**Tasks for this exercise**
**1.** In the autism screening text, at what age does the authors' own screening research show that ASD can be detected and treatment started?
**2.** Reproduce the autism screening text verbatim, everything from "At The San Diego" down to "could truly benefit.".

**Extracted text**
A Case for Screening

In The Politics of AutismI discuss screening and diagnosis.

At The San Diego Union-Tribune, Eric Courchesne and Karen Pierce argue against the recent declaration of the U.S. Preventive Services Task Force (USPSTF), that there was insufficient evidence to support routine primary care screening of very young children for ASD
In recent years, scientists have developed several simple checklists to detect ASD in toddlers at their well-baby exams. Autism spectrum disorder’s warning signs are subtle at that age, but they exist. In fact, the task force recommendation notes that such checklists are indeed effective at detecting ASD.
That’s why the USPSTF’s suggestion that there isn’t enough scientific evidence to support routine early screening for autism spectrum disorder in all toddlers isn’t just perplexing, it’s irresponsible. It threatens to delay care and services to young children with undetected autism who could truly benefit.
The USPSTF presents a skewed picture of the state of clinical screening and its value. The task force suggests early routine screening might be unwise because perceived benefits do not outweigh unspecified “harms,” particularly to “children for whom no concerns (of ASD) have been raised by their parents or clinical provider.”

But that is exactly the point of routine early screening: To identify toddlers who may have ASD but do not yet display obvious symptoms or behaviors. The efficacy of early screening has been proven time and again. Indeed, our own screening research has shown that ASD can be detected and treatment started by 17 months — several years earlier than the national average of 4 years. Screening for ASD during routine checkups, as recommended by the American Academy of Pediatrics is the single most positive and successful public health policy ever created for children affected by autism.

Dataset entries
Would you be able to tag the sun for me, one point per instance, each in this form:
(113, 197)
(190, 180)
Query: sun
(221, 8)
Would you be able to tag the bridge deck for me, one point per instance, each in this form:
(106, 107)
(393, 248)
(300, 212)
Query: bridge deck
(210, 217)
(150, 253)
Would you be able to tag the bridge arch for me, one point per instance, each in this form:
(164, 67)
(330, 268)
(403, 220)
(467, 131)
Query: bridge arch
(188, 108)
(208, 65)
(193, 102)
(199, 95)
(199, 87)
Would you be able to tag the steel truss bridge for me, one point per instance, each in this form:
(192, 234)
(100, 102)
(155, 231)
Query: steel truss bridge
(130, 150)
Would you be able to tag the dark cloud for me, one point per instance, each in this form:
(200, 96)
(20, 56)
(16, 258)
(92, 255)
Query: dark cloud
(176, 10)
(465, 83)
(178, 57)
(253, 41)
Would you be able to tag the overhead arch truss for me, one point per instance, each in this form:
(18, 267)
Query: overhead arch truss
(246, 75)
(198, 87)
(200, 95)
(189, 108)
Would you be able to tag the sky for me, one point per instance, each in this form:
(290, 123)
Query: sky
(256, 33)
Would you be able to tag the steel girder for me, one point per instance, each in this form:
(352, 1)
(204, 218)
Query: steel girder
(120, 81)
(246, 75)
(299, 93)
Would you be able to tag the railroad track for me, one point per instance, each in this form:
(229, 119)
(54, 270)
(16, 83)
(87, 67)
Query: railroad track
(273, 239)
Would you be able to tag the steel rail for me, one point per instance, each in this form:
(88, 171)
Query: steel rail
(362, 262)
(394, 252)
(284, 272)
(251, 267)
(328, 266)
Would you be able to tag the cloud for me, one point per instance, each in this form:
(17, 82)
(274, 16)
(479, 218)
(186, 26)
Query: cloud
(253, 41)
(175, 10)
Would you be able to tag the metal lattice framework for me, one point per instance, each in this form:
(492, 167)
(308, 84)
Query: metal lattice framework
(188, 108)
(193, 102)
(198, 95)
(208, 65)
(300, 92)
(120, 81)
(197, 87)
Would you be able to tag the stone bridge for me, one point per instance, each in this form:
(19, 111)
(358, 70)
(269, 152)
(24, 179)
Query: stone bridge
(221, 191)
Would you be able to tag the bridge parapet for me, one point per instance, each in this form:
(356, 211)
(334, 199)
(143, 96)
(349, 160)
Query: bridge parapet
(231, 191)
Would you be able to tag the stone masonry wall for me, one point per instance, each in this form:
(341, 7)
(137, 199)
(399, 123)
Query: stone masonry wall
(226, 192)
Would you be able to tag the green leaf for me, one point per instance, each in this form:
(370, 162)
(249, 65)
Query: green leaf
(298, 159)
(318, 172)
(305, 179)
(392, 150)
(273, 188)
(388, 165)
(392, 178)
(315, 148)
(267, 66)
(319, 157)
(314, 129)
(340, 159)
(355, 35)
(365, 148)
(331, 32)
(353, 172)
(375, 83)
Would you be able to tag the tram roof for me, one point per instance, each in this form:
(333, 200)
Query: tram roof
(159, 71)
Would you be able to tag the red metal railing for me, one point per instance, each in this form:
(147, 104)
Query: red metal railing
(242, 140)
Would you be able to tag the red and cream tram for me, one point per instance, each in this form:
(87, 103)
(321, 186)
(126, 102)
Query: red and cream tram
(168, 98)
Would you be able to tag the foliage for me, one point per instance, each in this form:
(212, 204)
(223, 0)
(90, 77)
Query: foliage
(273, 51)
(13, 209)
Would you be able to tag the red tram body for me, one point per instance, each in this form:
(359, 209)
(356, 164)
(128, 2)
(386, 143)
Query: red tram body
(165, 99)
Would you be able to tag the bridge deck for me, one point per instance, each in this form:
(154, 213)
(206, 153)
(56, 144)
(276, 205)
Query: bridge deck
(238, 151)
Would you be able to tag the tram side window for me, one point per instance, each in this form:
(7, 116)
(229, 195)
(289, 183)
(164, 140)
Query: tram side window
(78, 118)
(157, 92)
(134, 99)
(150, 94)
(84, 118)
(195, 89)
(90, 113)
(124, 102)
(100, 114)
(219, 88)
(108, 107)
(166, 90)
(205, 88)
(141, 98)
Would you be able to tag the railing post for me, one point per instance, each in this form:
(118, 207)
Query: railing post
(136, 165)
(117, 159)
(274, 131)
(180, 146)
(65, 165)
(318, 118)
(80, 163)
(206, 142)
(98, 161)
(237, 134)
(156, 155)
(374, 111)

...

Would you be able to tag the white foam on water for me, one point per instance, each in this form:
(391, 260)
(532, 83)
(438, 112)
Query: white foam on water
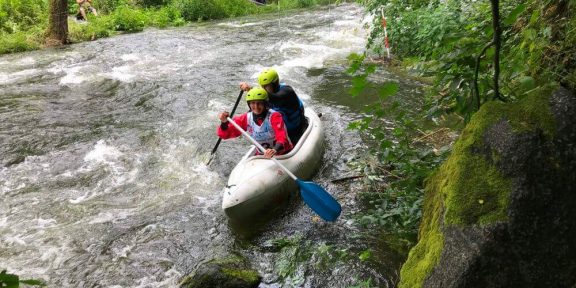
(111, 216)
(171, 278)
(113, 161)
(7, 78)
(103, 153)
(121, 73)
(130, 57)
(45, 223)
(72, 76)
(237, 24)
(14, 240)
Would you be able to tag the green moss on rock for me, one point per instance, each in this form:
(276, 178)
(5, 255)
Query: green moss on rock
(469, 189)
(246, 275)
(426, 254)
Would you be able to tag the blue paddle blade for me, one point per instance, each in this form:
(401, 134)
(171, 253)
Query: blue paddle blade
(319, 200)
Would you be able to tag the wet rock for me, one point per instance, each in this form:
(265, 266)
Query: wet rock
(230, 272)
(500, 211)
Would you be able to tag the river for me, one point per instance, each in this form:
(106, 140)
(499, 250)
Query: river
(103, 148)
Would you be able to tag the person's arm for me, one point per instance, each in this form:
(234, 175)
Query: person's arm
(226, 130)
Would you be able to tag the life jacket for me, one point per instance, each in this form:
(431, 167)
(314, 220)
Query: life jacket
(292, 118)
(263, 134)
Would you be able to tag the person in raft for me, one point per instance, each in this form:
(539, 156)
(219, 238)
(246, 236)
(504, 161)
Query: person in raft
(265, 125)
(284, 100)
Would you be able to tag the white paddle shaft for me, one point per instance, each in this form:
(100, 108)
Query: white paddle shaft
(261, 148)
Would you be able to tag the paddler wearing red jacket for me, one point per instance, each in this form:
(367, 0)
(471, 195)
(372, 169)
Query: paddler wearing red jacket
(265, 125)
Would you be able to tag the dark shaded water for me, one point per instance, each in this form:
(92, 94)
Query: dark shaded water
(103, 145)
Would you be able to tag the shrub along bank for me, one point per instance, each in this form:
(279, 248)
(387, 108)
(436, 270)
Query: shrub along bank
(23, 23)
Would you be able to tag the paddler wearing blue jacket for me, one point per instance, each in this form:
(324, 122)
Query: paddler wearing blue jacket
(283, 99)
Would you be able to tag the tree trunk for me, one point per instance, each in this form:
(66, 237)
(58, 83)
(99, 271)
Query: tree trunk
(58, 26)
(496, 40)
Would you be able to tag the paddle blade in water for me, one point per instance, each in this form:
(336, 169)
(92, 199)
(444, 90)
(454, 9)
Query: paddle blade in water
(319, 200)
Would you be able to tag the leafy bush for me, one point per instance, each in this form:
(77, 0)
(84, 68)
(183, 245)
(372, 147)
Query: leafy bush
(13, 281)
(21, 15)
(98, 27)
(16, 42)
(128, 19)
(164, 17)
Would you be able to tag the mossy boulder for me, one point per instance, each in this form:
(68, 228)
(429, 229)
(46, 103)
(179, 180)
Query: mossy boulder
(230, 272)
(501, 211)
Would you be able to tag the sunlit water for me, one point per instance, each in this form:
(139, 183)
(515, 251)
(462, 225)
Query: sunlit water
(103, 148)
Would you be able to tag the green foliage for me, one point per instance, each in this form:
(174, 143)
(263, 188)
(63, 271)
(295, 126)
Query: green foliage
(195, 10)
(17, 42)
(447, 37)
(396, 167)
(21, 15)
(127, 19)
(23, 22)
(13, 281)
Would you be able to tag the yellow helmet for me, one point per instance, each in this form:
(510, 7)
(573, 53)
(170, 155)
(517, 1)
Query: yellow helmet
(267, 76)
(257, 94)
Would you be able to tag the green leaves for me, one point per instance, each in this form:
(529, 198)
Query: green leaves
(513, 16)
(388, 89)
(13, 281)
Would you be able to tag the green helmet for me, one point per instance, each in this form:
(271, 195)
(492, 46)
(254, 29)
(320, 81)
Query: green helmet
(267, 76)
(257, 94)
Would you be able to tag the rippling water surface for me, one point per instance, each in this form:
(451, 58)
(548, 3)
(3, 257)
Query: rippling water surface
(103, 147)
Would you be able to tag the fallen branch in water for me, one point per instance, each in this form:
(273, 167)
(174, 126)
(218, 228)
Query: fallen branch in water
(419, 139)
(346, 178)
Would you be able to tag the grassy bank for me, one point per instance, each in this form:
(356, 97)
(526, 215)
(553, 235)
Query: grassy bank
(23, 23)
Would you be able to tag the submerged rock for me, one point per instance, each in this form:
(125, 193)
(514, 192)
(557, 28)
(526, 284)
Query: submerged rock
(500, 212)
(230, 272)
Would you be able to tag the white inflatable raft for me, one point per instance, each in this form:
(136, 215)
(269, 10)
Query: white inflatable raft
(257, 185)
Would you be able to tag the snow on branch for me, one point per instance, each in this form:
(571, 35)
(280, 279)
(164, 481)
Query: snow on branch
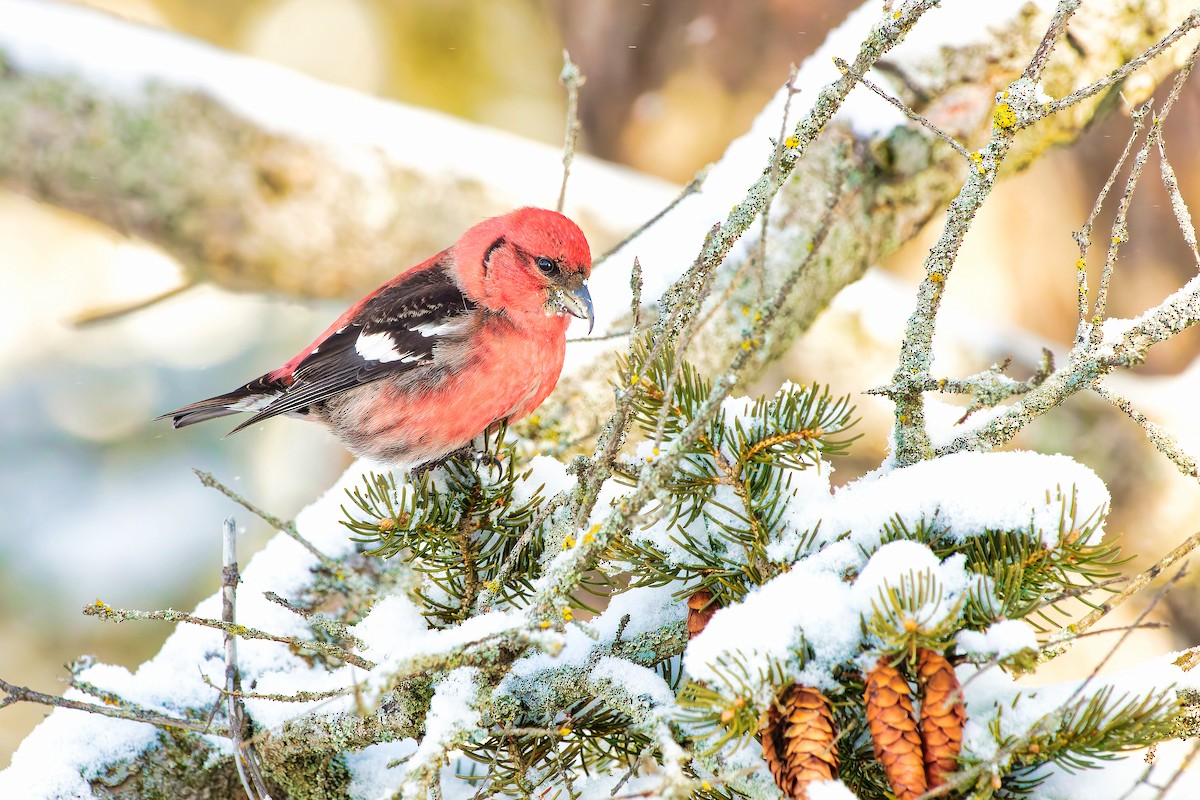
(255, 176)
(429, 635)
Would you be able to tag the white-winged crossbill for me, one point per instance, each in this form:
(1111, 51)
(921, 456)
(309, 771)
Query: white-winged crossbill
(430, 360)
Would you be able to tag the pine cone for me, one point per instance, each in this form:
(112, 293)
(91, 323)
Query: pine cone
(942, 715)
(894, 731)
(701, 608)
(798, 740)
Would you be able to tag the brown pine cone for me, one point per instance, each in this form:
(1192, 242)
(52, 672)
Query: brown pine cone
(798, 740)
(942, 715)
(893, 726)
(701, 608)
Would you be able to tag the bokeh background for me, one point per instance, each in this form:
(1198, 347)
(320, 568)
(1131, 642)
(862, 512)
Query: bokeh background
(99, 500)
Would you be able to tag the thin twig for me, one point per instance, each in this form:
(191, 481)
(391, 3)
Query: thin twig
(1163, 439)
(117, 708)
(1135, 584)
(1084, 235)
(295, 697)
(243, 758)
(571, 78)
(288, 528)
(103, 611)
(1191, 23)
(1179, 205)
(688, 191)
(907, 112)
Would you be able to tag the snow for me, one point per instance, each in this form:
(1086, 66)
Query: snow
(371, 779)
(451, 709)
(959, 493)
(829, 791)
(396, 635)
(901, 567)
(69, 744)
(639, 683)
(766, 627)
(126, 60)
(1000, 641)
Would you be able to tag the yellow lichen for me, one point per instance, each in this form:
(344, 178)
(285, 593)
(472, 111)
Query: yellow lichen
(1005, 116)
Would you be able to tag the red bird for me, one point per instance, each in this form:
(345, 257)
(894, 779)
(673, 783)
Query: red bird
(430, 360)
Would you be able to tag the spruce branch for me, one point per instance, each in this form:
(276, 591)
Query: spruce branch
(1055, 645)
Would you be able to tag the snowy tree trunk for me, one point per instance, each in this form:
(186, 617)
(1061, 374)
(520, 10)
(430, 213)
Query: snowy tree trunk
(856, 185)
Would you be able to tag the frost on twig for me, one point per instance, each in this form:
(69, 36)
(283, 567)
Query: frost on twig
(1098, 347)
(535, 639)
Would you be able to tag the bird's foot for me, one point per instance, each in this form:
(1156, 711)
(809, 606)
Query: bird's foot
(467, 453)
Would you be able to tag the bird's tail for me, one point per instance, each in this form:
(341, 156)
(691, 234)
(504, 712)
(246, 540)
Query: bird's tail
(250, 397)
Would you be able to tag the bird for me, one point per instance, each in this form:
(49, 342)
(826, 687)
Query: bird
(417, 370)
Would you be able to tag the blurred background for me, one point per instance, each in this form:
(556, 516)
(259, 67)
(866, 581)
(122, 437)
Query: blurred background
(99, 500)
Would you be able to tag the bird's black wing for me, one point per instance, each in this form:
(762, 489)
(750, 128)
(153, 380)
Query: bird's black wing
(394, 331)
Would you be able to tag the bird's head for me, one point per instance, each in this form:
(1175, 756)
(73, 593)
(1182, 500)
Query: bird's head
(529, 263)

**Responses by item number**
**1.** By 17 months.

**2.**
At The San Diego Union-Tribune, Eric Courchesne and Karen Pierce argue against the recent declaration of the U.S. Preventive Services Task Force (USPSTF), that there was insufficient evidence to support routine primary care screening of very young children for ASD
In recent years, scientists have developed several simple checklists to detect ASD in toddlers at their well-baby exams. Autism spectrum disorder’s warning signs are subtle at that age, but they exist. In fact, the task force recommendation notes that such checklists are indeed effective at detecting ASD.
That’s why the USPSTF’s suggestion that there isn’t enough scientific evidence to support routine early screening for autism spectrum disorder in all toddlers isn’t just perplexing, it’s irresponsible. It threatens to delay care and services to young children with undetected autism who could truly benefit.